About this exercise :: Return each entry unchanged.

Stored data ::
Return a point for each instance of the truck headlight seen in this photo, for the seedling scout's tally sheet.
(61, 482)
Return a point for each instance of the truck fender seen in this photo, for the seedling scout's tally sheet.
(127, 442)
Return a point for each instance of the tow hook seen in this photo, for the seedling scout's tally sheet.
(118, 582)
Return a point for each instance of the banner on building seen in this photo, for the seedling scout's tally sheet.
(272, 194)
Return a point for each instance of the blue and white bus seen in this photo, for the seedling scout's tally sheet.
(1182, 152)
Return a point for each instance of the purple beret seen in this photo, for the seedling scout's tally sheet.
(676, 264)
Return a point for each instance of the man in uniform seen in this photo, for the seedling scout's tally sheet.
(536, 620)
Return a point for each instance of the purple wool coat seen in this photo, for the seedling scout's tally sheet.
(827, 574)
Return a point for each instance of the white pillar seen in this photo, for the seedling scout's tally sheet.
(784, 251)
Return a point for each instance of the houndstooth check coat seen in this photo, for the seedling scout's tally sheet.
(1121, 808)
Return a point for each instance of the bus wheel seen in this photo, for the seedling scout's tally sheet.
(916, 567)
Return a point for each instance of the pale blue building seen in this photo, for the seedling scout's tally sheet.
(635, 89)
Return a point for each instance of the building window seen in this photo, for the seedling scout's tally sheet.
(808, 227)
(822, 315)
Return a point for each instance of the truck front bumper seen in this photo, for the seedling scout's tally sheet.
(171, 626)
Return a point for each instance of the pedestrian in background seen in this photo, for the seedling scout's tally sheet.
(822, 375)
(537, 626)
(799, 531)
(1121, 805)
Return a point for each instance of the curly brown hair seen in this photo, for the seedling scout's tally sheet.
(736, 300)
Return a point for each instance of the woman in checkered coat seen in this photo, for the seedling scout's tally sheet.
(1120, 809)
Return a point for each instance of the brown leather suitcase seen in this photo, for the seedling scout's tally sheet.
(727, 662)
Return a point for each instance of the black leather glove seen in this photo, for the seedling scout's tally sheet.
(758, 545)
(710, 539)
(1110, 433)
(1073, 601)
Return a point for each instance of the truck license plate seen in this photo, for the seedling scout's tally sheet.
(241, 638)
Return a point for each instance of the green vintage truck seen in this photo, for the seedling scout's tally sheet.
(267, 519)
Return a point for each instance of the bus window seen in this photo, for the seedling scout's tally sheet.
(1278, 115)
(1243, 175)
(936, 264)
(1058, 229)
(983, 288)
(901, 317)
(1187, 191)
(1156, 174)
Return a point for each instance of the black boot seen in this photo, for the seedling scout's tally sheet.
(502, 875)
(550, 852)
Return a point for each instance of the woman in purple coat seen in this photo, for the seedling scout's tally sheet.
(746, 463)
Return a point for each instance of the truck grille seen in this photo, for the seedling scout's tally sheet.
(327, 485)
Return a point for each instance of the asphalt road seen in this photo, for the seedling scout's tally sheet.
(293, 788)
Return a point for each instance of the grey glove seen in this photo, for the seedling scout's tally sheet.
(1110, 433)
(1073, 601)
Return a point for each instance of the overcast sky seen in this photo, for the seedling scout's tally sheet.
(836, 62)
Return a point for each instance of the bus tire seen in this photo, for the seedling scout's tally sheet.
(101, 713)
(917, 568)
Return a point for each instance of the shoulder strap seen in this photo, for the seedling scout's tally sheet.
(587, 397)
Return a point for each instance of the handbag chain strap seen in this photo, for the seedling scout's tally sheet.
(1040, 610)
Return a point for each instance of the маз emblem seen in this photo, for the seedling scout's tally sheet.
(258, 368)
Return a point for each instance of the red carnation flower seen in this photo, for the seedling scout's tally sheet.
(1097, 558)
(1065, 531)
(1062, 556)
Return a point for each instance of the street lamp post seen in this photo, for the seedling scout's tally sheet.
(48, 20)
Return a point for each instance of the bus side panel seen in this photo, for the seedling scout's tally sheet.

Exercise result ::
Return a point for each instance of the truck headlight seen in this photo, for the seedling scout's tally sheet.
(61, 482)
Return a point for each instance of the truck fender seen in this photo, for the seedling scout's tally sheet.
(127, 442)
Return a point for each instance of the tow hook seen in this photo, for the seedling scout's tally sheet.
(118, 582)
Return a point for each instance of the banner on building seen in this photo, for the seedling scout's tally sheet.
(272, 194)
Return a point for each instance of the blue and white bus seen in this photo, for the seedling scout's tally sheet.
(1182, 152)
Return a point for each instance of the purple beret seen in this photo, for the seedling scout's tally sheet.
(676, 264)
Return a point for each instance of the man in uniform seen in this photo, for the seedling scout's tally sheet.
(536, 620)
Return a point for each instance of the purple wool coat seen in this photo, for the seedling scout's tally sheet.
(827, 574)
Return a point for each instance of the white pillar seen in this photo, for the seedling scout's tally sheet.
(784, 251)
Return a point for each instance of the houndstooth check coat seen in this photo, for the seedling scout's tally sheet.
(1121, 808)
Return a point for each instance of the bus wheel seen in this photo, for the seedling scout's tally sheet.
(916, 567)
Return a point for each instance of the pale blue building seen in this photo, for the seedling scout's tally sheet.
(635, 89)
Return a point for each instance of the building window seen in this photo, for the seedling scout's tally sheet.
(808, 227)
(822, 315)
Return a point for each instance of the truck front bumper seen in this photo, for the seedling scout's tally sheet.
(171, 626)
Return a point for each instance of the pedestrian in background seen in this photo, for the seedling scout's tally sheet.
(822, 375)
(537, 626)
(799, 531)
(1121, 805)
Return a point for each instance of the curly brown hair seen in this photo, for the seedling scout's tally sheet.
(736, 300)
Return a point for each instance of the woman in checkered coat seen in this photo, for the seedling scout's tally sheet.
(1120, 809)
Return a point for each instance of the brown leather suitcase seen in this photo, for the seedling scout's tally sheet.
(727, 662)
Return a point for each instance of the black leather glove seen in this photo, for the seedling scout's tally sheet.
(758, 545)
(710, 539)
(1110, 433)
(1073, 601)
Return a point for each instance of the truck license plate seen in this photo, for the seedling scout's tally sheet.
(241, 638)
Return a point for each instance of the green vintage truck seen in this photo, for the seedling scout's tally sheet.
(267, 519)
Return a point for each instance of the bus window seen in this photo, for the seedling scout's tally sheet.
(1278, 115)
(1243, 175)
(936, 264)
(1058, 229)
(983, 288)
(901, 317)
(1187, 191)
(1156, 174)
Return a point for each instance of the black boot seen in this photo, for the seedling scout's tally sheet.
(502, 875)
(550, 852)
Return a point for each instance of the woman in purple coat seen in this photo, for the seedling scout's tally sheet.
(746, 463)
Return a point for each instance of the truck grille seen in this photo, for the seedling scout's tally sheet.
(327, 485)
Return a point for each instance of the asphalt road seen in this photo, for the seedling scout's tally sheet.
(293, 788)
Return a point for each instance of the grey glove seen in this photo, for the seedling scout's tally sheet.
(1110, 433)
(1073, 601)
Return a point for each instance of the overcast sky seen in this photo, for the seedling scout's tally sheet.
(836, 62)
Return a point for each instance of the bus tire seen in this photo, for the seedling scout's tally sheet.
(101, 713)
(917, 568)
Return a point for each instance of the shoulder strap seen in this photo, for the seedling scout's tally sheet.
(587, 397)
Return a point for each instance of the handbag chain strap seen in this photo, for the seedling scout's tally sheet.
(1040, 610)
Return a point for each instance of the маз emblem seen in this photo, for the seedling scout's tally sheet.
(258, 368)
Return a point for each instance of the red carnation flower seen in this photo, for the seedling scout's tally sheet.
(1097, 558)
(1065, 531)
(1062, 556)
Return a point for each instance of the street lamp post seen in this photo, for the seedling scout's tally sheet.
(48, 20)
Return a point for each instance of the bus side panel seen in this photo, for the seedling scout's tally sheet.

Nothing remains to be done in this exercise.